EXTRACTED ENTRIES below:
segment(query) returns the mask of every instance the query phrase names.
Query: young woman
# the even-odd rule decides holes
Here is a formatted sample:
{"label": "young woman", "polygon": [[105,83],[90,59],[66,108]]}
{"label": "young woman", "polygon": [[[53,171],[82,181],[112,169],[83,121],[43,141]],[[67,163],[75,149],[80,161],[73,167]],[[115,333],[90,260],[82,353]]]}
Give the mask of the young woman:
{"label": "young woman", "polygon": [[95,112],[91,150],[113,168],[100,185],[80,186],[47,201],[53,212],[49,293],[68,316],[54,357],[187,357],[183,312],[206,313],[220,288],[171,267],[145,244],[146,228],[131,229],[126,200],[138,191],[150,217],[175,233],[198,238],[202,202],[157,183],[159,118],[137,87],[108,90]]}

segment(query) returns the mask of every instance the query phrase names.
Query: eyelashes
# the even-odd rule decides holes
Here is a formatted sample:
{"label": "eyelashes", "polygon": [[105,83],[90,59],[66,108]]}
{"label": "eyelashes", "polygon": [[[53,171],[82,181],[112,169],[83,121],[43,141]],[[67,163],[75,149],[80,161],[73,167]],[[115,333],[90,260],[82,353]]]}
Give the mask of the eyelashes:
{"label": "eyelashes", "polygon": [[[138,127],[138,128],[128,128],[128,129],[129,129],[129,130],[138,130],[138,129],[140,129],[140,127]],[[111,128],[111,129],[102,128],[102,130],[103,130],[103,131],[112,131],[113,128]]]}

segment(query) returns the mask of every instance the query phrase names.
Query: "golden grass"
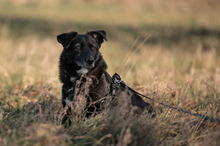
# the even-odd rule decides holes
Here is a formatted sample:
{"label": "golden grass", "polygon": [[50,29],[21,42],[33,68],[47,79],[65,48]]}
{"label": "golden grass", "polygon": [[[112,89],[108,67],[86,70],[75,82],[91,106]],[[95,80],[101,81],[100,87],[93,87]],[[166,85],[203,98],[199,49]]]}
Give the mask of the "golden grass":
{"label": "golden grass", "polygon": [[[106,1],[108,5],[99,1],[93,5],[83,2],[75,6],[70,4],[69,8],[62,3],[30,6],[36,11],[31,11],[22,1],[18,2],[20,5],[12,4],[14,9],[11,11],[4,3],[0,5],[0,18],[5,16],[7,20],[0,21],[1,144],[220,143],[219,124],[164,108],[157,103],[152,103],[158,115],[155,119],[148,119],[145,114],[138,118],[126,117],[127,110],[113,109],[121,112],[106,111],[90,119],[82,116],[75,119],[71,127],[64,129],[59,118],[62,106],[58,80],[62,47],[56,42],[58,33],[74,28],[86,32],[84,29],[93,29],[93,24],[99,22],[109,34],[109,41],[103,44],[101,52],[111,75],[119,73],[122,80],[136,91],[163,103],[219,118],[220,9],[216,8],[216,1],[202,2],[199,6],[161,1],[142,1],[145,3],[142,6],[132,1],[127,5],[123,4],[124,1],[118,5],[109,4],[109,1]],[[94,8],[97,9],[89,15]],[[112,15],[108,15],[110,13]],[[57,19],[54,20],[53,16]],[[88,16],[91,16],[87,22],[89,25],[80,26]],[[25,27],[20,32],[14,28],[13,23],[19,23],[17,19],[13,20],[14,17],[28,20],[22,23]],[[42,21],[45,24],[48,22],[51,33],[47,34],[47,30],[46,35],[38,33],[40,23],[36,22],[39,19],[45,20]],[[73,27],[65,27],[67,23]],[[155,27],[147,27],[148,32],[144,30],[148,25]],[[185,33],[195,31],[192,28],[197,27],[205,29],[205,34],[200,31],[193,35]],[[180,37],[182,35],[187,36]]]}
{"label": "golden grass", "polygon": [[[11,144],[16,144],[18,140],[18,143],[25,144],[27,141],[30,142],[32,139],[34,139],[34,141],[31,142],[35,144],[56,144],[56,142],[57,144],[61,144],[64,142],[63,140],[61,140],[63,136],[65,137],[65,139],[68,139],[68,143],[71,143],[72,140],[76,142],[80,140],[90,142],[96,141],[93,139],[94,137],[91,137],[91,139],[93,139],[91,140],[89,136],[86,136],[86,134],[78,135],[80,137],[68,135],[68,133],[60,129],[61,127],[56,127],[57,125],[60,125],[60,123],[57,123],[57,121],[59,121],[59,119],[57,118],[59,111],[61,110],[61,85],[58,81],[58,58],[61,52],[61,46],[57,44],[54,39],[49,38],[44,40],[39,40],[37,38],[25,38],[13,41],[10,40],[10,38],[8,38],[7,40],[4,40],[4,38],[2,38],[1,44],[3,44],[2,46],[4,46],[4,49],[1,49],[2,55],[0,58],[0,61],[2,63],[0,72],[2,82],[1,107],[4,111],[4,113],[2,113],[2,120],[5,121],[7,120],[7,118],[9,118],[8,120],[12,118],[10,116],[10,114],[12,114],[11,112],[8,112],[9,115],[6,116],[7,112],[5,110],[8,108],[11,109],[12,112],[15,112],[13,110],[14,108],[19,108],[21,111],[23,111],[21,113],[18,111],[19,115],[17,116],[19,117],[19,119],[15,119],[16,121],[21,121],[23,119],[22,116],[24,116],[22,114],[29,111],[25,110],[24,105],[26,105],[30,109],[36,107],[36,110],[31,110],[34,115],[39,112],[39,104],[44,104],[46,106],[46,110],[48,110],[43,111],[42,113],[38,113],[39,115],[37,116],[37,119],[33,119],[33,124],[31,121],[27,121],[27,119],[24,119],[23,122],[26,122],[28,125],[30,125],[25,131],[22,130],[26,127],[25,123],[17,124],[16,122],[13,122],[12,125],[14,125],[15,127],[19,125],[22,126],[21,129],[18,128],[19,130],[15,131],[18,133],[23,131],[24,135],[22,133],[20,134],[22,135],[22,137],[24,136],[25,138],[19,138],[19,140],[15,138],[13,140],[11,139],[11,137],[9,137],[10,140],[7,141],[5,139],[7,138],[6,135],[3,134],[3,142],[5,141],[5,144],[11,142]],[[202,114],[207,114],[215,118],[218,118],[220,116],[220,89],[218,88],[220,86],[220,59],[216,54],[215,49],[203,51],[201,46],[198,46],[196,51],[192,53],[185,52],[183,50],[163,50],[163,48],[161,47],[150,48],[149,46],[147,46],[146,48],[141,47],[136,52],[128,51],[125,53],[123,50],[111,48],[108,44],[104,45],[101,51],[104,58],[106,58],[107,63],[109,64],[109,72],[111,74],[113,74],[114,72],[118,72],[122,76],[122,79],[128,85],[131,85],[133,88],[135,88],[137,91],[148,95],[153,99],[170,105],[174,105],[194,112],[199,112]],[[7,48],[7,50],[5,48]],[[117,52],[117,54],[115,54],[115,52]],[[117,55],[120,55],[121,57],[118,58]],[[111,62],[112,57],[116,58],[114,59],[115,63]],[[49,86],[51,86],[53,90],[51,90],[47,84],[49,84]],[[50,91],[48,91],[48,89]],[[47,92],[52,95],[47,96]],[[55,100],[56,103],[47,101],[50,99],[50,96],[55,96],[55,98],[53,98],[53,101]],[[46,102],[48,103],[43,103],[39,99],[46,100]],[[157,125],[157,128],[155,127],[154,130],[158,130],[158,127],[160,128],[159,132],[153,132],[152,135],[148,136],[154,136],[155,138],[156,135],[159,140],[157,139],[155,143],[151,140],[143,142],[149,142],[152,144],[157,144],[159,142],[162,145],[165,143],[193,144],[204,141],[211,133],[214,135],[219,134],[216,130],[214,130],[214,127],[217,126],[215,123],[205,122],[201,119],[199,120],[198,118],[194,118],[189,115],[168,110],[167,108],[161,107],[156,103],[152,104],[156,106],[158,112],[158,117],[156,118],[157,122],[152,123],[152,125]],[[51,106],[58,106],[58,109],[51,109]],[[51,115],[47,116],[47,112],[53,113],[50,113]],[[34,115],[29,116],[32,119],[34,118]],[[43,121],[39,120],[39,117],[43,117]],[[52,125],[47,124],[51,123],[50,121],[48,121],[47,117],[55,117],[55,119],[52,119],[51,121]],[[102,118],[105,119],[105,116],[102,116],[101,119]],[[114,120],[115,119],[117,119],[117,117],[114,118]],[[93,120],[95,121],[96,119]],[[129,121],[130,120],[131,119],[129,119]],[[136,125],[136,122],[138,121],[135,121],[133,123],[133,126]],[[144,126],[143,124],[147,124],[148,122],[149,120],[145,119],[141,121],[141,123],[139,123],[137,126]],[[121,123],[121,121],[119,123]],[[8,128],[11,129],[11,126],[9,126]],[[105,125],[103,126],[106,128]],[[119,124],[118,126],[123,127],[123,125],[121,124]],[[132,125],[130,125],[131,128],[129,128],[129,125],[127,126],[127,130],[132,129]],[[40,128],[36,129],[34,127]],[[48,130],[44,130],[47,128]],[[111,127],[110,129],[112,128],[114,127]],[[138,129],[138,127],[136,128]],[[61,130],[61,132],[59,130]],[[6,131],[3,130],[2,132],[4,133]],[[109,133],[106,134],[110,134],[111,138],[116,138],[117,134],[112,135],[111,132],[114,133],[114,131],[109,131]],[[115,132],[120,133],[120,131]],[[101,133],[102,132],[100,132],[100,134]],[[134,133],[131,134],[131,131],[127,131],[125,133],[130,133],[132,137],[134,136]],[[161,133],[160,136],[158,135],[159,133]],[[27,134],[29,136],[25,136]],[[55,136],[53,136],[54,134]],[[142,135],[144,133],[139,134]],[[31,135],[33,135],[33,137]],[[37,137],[34,137],[34,135],[37,135]],[[106,135],[106,139],[108,139],[108,136],[109,135]],[[110,140],[108,142],[119,142],[118,140]],[[214,138],[213,143],[215,143],[216,140],[217,139]],[[121,144],[123,143],[122,141],[120,142]],[[97,139],[96,142],[99,144],[105,143],[105,141],[102,141],[100,139]],[[124,143],[126,142],[135,143],[135,141],[132,140],[125,140]]]}

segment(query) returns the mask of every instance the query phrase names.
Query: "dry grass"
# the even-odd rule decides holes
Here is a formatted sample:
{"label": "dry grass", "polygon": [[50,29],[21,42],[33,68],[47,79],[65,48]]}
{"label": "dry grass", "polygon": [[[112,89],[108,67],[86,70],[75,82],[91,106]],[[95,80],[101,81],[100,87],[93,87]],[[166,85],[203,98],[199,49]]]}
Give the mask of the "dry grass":
{"label": "dry grass", "polygon": [[109,42],[101,52],[111,75],[119,73],[132,88],[163,103],[220,118],[218,1],[17,2],[0,3],[0,145],[220,143],[217,123],[157,103],[156,118],[136,118],[123,99],[98,116],[74,116],[72,126],[63,128],[62,50],[56,42],[67,30],[106,29]]}

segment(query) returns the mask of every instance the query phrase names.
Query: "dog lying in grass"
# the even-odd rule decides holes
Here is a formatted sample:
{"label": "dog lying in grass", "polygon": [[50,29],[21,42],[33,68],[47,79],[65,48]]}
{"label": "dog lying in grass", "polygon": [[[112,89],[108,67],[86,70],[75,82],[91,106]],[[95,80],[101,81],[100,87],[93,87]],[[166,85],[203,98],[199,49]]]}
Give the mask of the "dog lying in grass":
{"label": "dog lying in grass", "polygon": [[[88,87],[86,99],[86,106],[89,106],[86,107],[87,116],[100,111],[101,101],[99,100],[110,94],[110,87],[113,83],[112,77],[106,71],[107,64],[99,51],[102,43],[107,41],[106,32],[96,30],[78,34],[78,32],[72,31],[58,35],[57,41],[63,46],[59,62],[59,78],[63,83],[63,107],[72,103],[76,83],[82,75],[86,75],[92,80],[92,84]],[[132,93],[132,91],[129,92]],[[142,110],[151,107],[140,96],[134,92],[132,94],[134,95],[131,96],[132,105]]]}

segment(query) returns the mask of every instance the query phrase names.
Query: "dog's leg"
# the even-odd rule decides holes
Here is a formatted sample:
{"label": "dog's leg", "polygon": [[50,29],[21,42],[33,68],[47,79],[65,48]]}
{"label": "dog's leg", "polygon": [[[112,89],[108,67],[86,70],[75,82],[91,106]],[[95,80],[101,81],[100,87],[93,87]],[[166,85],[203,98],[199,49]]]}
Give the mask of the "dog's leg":
{"label": "dog's leg", "polygon": [[[110,94],[113,96],[127,95],[131,97],[132,106],[137,106],[140,111],[147,110],[151,117],[156,116],[155,109],[150,103],[145,102],[139,95],[135,93],[133,89],[128,87],[123,81],[121,81],[121,77],[115,73],[112,77],[111,91]],[[141,112],[140,112],[141,113]]]}
{"label": "dog's leg", "polygon": [[69,105],[74,96],[74,85],[73,84],[63,84],[62,87],[62,104],[63,107]]}
{"label": "dog's leg", "polygon": [[156,116],[155,109],[150,103],[145,102],[139,95],[137,95],[133,91],[130,90],[130,92],[132,92],[131,103],[133,106],[138,106],[143,110],[147,110],[147,112],[151,114],[152,118]]}
{"label": "dog's leg", "polygon": [[[71,115],[71,107],[69,105],[71,104],[74,96],[74,85],[73,84],[63,84],[62,87],[62,104],[64,108],[63,118],[62,118],[62,124],[65,125],[65,127],[68,127],[71,125],[70,115]],[[65,109],[65,107],[68,106],[68,108]]]}

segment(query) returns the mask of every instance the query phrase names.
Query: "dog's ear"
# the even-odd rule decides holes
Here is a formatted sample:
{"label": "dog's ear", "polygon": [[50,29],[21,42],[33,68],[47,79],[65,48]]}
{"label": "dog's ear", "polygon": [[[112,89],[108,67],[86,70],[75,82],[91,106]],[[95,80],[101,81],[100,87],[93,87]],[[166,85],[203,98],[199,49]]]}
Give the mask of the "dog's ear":
{"label": "dog's ear", "polygon": [[64,48],[68,48],[71,44],[71,40],[76,37],[78,32],[69,32],[69,33],[62,33],[57,36],[57,41],[63,45]]}
{"label": "dog's ear", "polygon": [[104,30],[88,31],[87,34],[95,38],[100,45],[104,40],[107,41],[106,32]]}

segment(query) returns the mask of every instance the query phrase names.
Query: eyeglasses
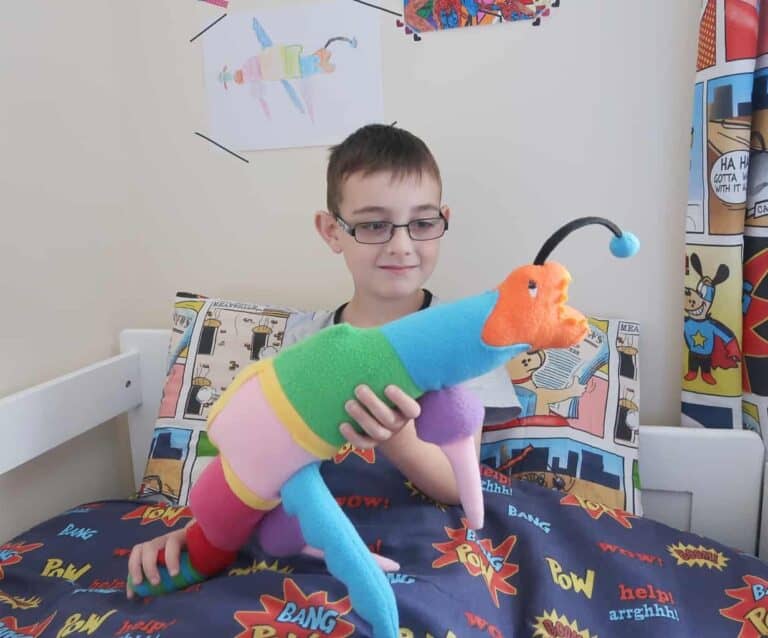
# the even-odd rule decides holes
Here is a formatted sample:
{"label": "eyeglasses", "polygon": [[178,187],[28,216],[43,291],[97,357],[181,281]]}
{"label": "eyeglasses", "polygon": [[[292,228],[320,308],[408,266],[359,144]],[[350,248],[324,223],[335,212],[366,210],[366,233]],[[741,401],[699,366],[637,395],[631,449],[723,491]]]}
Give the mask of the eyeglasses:
{"label": "eyeglasses", "polygon": [[412,219],[407,224],[393,224],[392,222],[348,224],[339,215],[334,213],[333,216],[341,229],[354,237],[360,244],[386,244],[395,235],[396,228],[407,228],[408,236],[413,241],[438,239],[448,230],[448,220],[443,217],[442,213],[439,217]]}

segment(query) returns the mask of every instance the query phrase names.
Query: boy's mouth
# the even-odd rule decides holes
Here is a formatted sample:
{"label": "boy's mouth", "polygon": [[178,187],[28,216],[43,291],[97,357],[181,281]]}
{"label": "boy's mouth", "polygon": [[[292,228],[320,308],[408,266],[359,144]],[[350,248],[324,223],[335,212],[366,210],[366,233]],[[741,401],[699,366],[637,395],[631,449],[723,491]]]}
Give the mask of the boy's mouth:
{"label": "boy's mouth", "polygon": [[418,268],[418,266],[379,266],[379,268],[389,272],[407,272],[409,270],[413,270],[414,268]]}

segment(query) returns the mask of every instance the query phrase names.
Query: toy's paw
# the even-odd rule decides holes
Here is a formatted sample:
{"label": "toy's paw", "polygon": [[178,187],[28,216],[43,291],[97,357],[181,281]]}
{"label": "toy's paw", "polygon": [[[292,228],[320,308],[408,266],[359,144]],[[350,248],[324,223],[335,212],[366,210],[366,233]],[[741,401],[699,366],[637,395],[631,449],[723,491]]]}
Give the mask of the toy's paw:
{"label": "toy's paw", "polygon": [[[321,560],[325,560],[325,554],[317,549],[316,547],[311,547],[309,545],[305,546],[301,553],[306,556],[312,556],[313,558],[319,558]],[[392,560],[391,558],[387,558],[386,556],[382,556],[381,554],[377,554],[376,552],[371,552],[371,556],[373,556],[373,560],[376,561],[376,564],[381,567],[382,571],[385,572],[399,572],[400,571],[400,563],[397,561]]]}
{"label": "toy's paw", "polygon": [[378,566],[381,567],[381,569],[383,569],[385,572],[400,571],[400,563],[398,563],[397,561],[394,561],[391,558],[387,558],[386,556],[381,556],[376,552],[371,552],[371,553],[373,554],[373,560],[375,560]]}
{"label": "toy's paw", "polygon": [[159,596],[160,594],[168,594],[173,591],[179,591],[186,589],[190,585],[200,583],[205,580],[205,576],[198,572],[192,564],[189,562],[189,554],[183,552],[180,560],[180,571],[176,576],[171,576],[168,573],[168,568],[164,565],[158,566],[160,572],[160,582],[157,585],[153,585],[146,578],[138,585],[134,585],[131,581],[131,577],[128,576],[128,588],[135,594],[143,598],[147,596]]}

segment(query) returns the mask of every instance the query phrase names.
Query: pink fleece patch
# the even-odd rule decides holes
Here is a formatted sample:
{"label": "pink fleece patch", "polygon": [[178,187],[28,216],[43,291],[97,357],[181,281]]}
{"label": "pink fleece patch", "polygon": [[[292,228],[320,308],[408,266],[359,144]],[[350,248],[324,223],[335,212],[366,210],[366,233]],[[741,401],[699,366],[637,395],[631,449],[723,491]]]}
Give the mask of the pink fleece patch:
{"label": "pink fleece patch", "polygon": [[280,498],[280,488],[288,478],[318,460],[283,427],[258,376],[232,395],[208,435],[237,477],[263,499]]}

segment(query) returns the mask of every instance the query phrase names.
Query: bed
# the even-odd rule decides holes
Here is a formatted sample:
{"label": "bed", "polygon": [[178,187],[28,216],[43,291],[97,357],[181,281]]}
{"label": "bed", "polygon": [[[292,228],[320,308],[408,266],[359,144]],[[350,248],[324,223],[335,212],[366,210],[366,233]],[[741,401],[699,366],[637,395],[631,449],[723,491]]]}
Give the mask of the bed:
{"label": "bed", "polygon": [[[0,474],[127,413],[138,486],[168,343],[166,330],[126,330],[119,355],[1,399],[14,444]],[[767,635],[762,441],[664,425],[641,426],[640,441],[643,517],[484,468],[474,533],[459,508],[415,503],[386,462],[352,455],[324,474],[366,543],[402,566],[389,576],[400,636]],[[0,636],[370,635],[321,562],[256,546],[221,577],[126,601],[129,548],[188,519],[145,500],[85,503],[0,545]]]}

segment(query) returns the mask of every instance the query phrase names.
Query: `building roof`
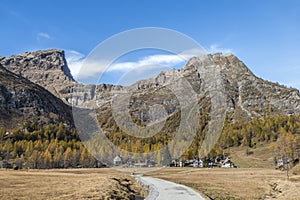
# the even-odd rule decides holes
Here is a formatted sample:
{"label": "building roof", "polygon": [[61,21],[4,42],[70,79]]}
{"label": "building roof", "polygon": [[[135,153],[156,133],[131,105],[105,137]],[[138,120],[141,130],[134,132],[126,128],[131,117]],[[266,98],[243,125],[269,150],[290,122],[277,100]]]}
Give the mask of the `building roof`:
{"label": "building roof", "polygon": [[114,162],[121,162],[122,161],[122,158],[120,156],[116,156],[114,158]]}

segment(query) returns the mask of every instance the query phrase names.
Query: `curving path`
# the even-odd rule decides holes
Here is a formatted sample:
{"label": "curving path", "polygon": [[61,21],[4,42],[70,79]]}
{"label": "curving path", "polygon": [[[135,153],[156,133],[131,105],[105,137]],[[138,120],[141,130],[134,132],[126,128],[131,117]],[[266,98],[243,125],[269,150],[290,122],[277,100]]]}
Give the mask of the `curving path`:
{"label": "curving path", "polygon": [[204,198],[193,189],[152,177],[139,177],[139,181],[149,187],[150,194],[146,200],[204,200]]}

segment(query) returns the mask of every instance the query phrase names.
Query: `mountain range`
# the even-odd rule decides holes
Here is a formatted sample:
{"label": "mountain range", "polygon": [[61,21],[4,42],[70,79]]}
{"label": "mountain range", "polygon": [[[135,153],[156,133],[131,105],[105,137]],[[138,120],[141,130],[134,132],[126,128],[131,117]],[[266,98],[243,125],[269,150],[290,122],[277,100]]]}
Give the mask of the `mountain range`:
{"label": "mountain range", "polygon": [[[0,57],[0,76],[2,128],[21,127],[24,120],[40,125],[64,122],[74,127],[71,107],[92,108],[107,137],[133,152],[138,150],[127,145],[134,139],[124,135],[124,127],[150,125],[145,133],[150,135],[155,127],[162,128],[155,140],[135,141],[141,149],[146,148],[146,143],[155,143],[149,147],[154,150],[159,143],[155,141],[166,144],[174,137],[180,116],[184,116],[184,109],[192,100],[200,113],[197,142],[191,145],[194,149],[209,134],[207,126],[216,110],[223,110],[225,129],[238,122],[300,114],[297,89],[255,76],[233,54],[193,57],[182,69],[164,71],[130,86],[78,83],[71,75],[64,51],[54,49]],[[120,118],[126,120],[120,124]]]}
{"label": "mountain range", "polygon": [[[131,86],[83,85],[76,82],[68,68],[64,51],[61,50],[44,50],[13,55],[7,58],[1,57],[0,64],[15,74],[13,76],[11,73],[9,78],[12,82],[23,80],[23,85],[25,87],[27,84],[27,88],[33,87],[34,84],[39,85],[41,86],[40,90],[44,88],[64,101],[66,105],[84,107],[92,104],[101,107],[101,105],[110,102],[111,95],[109,93],[134,91],[134,94],[140,97],[135,98],[136,101],[143,101],[145,105],[149,104],[150,101],[152,104],[163,104],[167,107],[169,114],[174,112],[178,101],[175,100],[174,95],[169,94],[170,91],[159,91],[178,77],[184,77],[195,93],[202,97],[207,92],[203,87],[207,82],[207,78],[202,74],[205,68],[209,66],[220,71],[220,76],[217,78],[222,82],[224,89],[220,92],[226,99],[228,106],[226,110],[232,120],[300,113],[300,94],[297,89],[287,88],[278,83],[258,78],[242,61],[232,54],[223,56],[221,53],[217,53],[194,57],[180,70],[161,72],[156,77],[138,81]],[[4,73],[3,70],[1,72]],[[28,85],[28,81],[26,82],[25,79],[34,84]],[[2,85],[6,85],[6,81],[7,79],[1,79]],[[151,96],[153,90],[160,93],[160,95],[156,98],[150,98],[149,96]],[[6,102],[1,104],[6,104]],[[51,107],[51,104],[46,105]],[[33,107],[35,106],[42,105],[34,105]],[[135,107],[134,103],[132,106]],[[135,109],[137,108],[135,107]],[[143,121],[147,121],[147,119],[143,119]]]}

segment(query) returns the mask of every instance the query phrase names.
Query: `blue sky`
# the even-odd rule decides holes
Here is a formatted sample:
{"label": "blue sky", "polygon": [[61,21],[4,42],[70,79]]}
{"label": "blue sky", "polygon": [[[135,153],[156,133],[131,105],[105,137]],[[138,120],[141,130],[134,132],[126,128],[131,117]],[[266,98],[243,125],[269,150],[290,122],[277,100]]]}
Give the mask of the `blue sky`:
{"label": "blue sky", "polygon": [[[91,50],[114,34],[163,27],[186,34],[209,52],[233,52],[264,79],[300,88],[297,0],[0,0],[0,23],[2,56],[64,49],[74,71]],[[144,59],[147,53],[130,59]]]}

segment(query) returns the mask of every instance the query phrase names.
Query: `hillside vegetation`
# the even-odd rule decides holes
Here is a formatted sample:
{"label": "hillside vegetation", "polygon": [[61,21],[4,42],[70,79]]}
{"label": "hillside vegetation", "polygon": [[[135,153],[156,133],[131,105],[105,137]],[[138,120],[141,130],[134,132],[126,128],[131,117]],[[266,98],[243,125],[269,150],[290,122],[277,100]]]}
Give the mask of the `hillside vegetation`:
{"label": "hillside vegetation", "polygon": [[22,129],[0,129],[0,163],[4,168],[70,168],[102,166],[83,146],[74,128],[63,123]]}

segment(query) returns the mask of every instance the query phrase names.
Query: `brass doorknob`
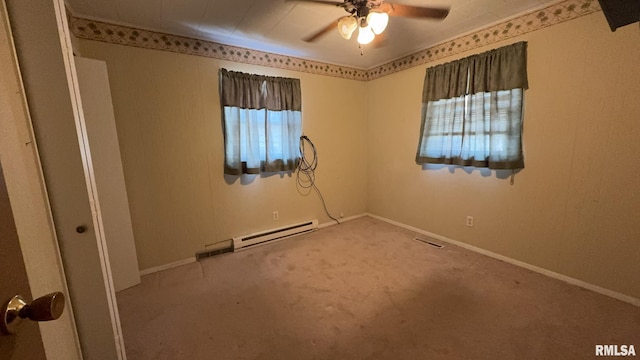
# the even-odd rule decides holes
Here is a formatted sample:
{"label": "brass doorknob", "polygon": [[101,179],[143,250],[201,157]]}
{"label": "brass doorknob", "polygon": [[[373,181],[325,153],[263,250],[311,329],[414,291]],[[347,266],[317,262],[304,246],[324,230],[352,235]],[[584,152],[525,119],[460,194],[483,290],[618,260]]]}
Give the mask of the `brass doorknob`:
End of EXTRACTED ENTRIES.
INSTRUCTIONS TO FOLLOW -> Your answer should consist of the lines above that hold the word "brass".

EXERCISE ANSWER ->
Query: `brass doorknob`
{"label": "brass doorknob", "polygon": [[101,179],[143,250],[201,157]]}
{"label": "brass doorknob", "polygon": [[[373,181],[325,153],[263,250],[311,329],[414,291]],[[347,266],[317,262],[304,246],[324,230],[352,235]],[[584,152],[525,119],[460,194],[483,290],[618,260]]]}
Give the mask of the `brass doorknob`:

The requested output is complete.